*** Opening Given data ***

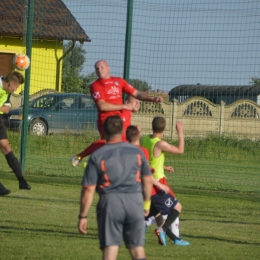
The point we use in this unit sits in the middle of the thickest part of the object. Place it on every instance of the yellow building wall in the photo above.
(45, 55)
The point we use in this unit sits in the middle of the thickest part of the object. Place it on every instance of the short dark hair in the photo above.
(113, 125)
(158, 124)
(14, 76)
(132, 133)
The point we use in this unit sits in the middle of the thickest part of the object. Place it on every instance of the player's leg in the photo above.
(3, 190)
(110, 216)
(11, 159)
(137, 253)
(133, 225)
(168, 224)
(88, 151)
(165, 204)
(110, 252)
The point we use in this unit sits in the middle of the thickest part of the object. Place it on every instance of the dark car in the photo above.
(56, 113)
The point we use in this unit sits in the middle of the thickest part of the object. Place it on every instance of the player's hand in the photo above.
(146, 212)
(82, 225)
(129, 106)
(158, 99)
(165, 188)
(179, 126)
(169, 168)
(74, 161)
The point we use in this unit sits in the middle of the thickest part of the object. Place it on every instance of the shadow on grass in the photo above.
(46, 231)
(220, 239)
(221, 221)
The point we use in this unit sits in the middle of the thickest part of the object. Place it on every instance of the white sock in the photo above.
(150, 221)
(174, 226)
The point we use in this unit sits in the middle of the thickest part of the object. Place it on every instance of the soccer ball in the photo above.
(21, 61)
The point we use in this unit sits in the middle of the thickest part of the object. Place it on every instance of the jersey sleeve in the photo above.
(127, 88)
(145, 169)
(90, 177)
(97, 91)
(8, 101)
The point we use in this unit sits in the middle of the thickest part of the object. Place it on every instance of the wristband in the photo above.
(80, 217)
(147, 205)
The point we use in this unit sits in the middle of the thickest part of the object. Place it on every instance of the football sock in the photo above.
(15, 166)
(159, 220)
(175, 227)
(171, 235)
(170, 219)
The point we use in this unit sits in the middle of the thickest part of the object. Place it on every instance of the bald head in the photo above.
(102, 69)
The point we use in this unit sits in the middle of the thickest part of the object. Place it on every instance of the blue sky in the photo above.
(175, 42)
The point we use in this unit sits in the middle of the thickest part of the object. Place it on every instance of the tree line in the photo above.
(74, 81)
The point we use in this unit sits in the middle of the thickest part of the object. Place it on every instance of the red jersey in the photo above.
(111, 91)
(146, 153)
(126, 117)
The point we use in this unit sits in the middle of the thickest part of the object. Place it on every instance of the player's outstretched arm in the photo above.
(104, 106)
(147, 191)
(168, 168)
(144, 97)
(87, 194)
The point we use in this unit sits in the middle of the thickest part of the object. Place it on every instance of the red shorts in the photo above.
(157, 189)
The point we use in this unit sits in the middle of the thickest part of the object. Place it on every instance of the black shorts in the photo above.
(120, 217)
(3, 134)
(162, 203)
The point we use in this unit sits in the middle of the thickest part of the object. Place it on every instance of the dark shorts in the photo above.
(162, 203)
(120, 216)
(3, 134)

*** Closing Given data ***

### [Try it]
Exclude the pictures. Write out the remaining data exactly.

### [Response for this exercise]
The point we use in this unit sits in the middle of the thickest part of the object. Place it on every instance of the yellow building wall in the photo above.
(45, 55)
The point we use in this unit sits in the middle of the thickest part of the object. Place it on every instance of the short dark hair in the photo above.
(113, 125)
(158, 124)
(14, 76)
(132, 133)
The point we use in this unit sits in the middle of the thickest part of the object. Place it on every instance of the player's leg in the photo above.
(3, 190)
(110, 216)
(11, 159)
(137, 253)
(133, 225)
(168, 224)
(88, 151)
(165, 204)
(110, 252)
The point we use in this unit sits in the middle of the thickest part of the object. Place it on every instance of the dark car in the photo above.
(56, 113)
The point we use in this unit sits in the middle of the thickest part of the object. Place it on every instance of the player's hand in the photo above.
(146, 212)
(82, 225)
(129, 106)
(158, 99)
(165, 188)
(179, 126)
(169, 168)
(74, 161)
The point we use in this unit sits in the middle of the thickest part of the object. Place it on every instance of the shadow on grass in the photo above.
(46, 231)
(220, 239)
(221, 221)
The point we use in this unit sits in the middle of the thickest part of the object. Place it on every instance of the white sock in the photo above.
(150, 221)
(174, 226)
The point we use in this unit sits in the middle of the thickest part of the object. Place it on every instance of the soccer ball in the photo above.
(21, 61)
The point we use in this unit sits in the middle of the thickest part of the object. Place it on every instance of the jersey sleeve in the photo above.
(127, 88)
(145, 169)
(90, 177)
(97, 91)
(8, 101)
The point we use in this unit sits in the middle of the thickest part of the object. Place it on every instance of the wristband in the photo above.
(80, 217)
(147, 205)
The point we use in this unit sits in the middle of the thickest part of the object. Place it on every instance of the football sock in the photo above.
(15, 166)
(159, 220)
(175, 227)
(171, 235)
(170, 219)
The point we use in this unit sits in the middle of the thickest part of the object. Place it on every instance of the bald head in the photo above.
(102, 69)
The point we use in this unit sits in the middle of the thickest part of the object. Place it on every instance of the blue sky in the photo above.
(175, 42)
The point we use in this unit sits in the middle of the thickest part of the object. Place it on every instance of the tree line in the photo above.
(74, 81)
The point we use in this unit sits in the middle of the thickest part of the object. Place it on every instance of the red jersey in the photo above.
(111, 91)
(146, 153)
(126, 117)
The point we use in this unit sits in the middle of the thickest part of the object. Place it on every instance of the player's outstretched arm in the photo above.
(104, 106)
(147, 191)
(168, 168)
(144, 97)
(87, 194)
The point we use in this unit sits in the middle of the thickest part of the object. Place it on every instance of the red shorts in the photo above.
(157, 189)
The point we use in this unit sits in the middle of the thickest part of the object. Place it on every instance of the black shorts in the photo above.
(120, 217)
(3, 134)
(162, 203)
The point we use in this unit sits in the middle of the thickest part of the object. Place it on every instance of the dark shorts in the photo above.
(162, 203)
(120, 216)
(3, 134)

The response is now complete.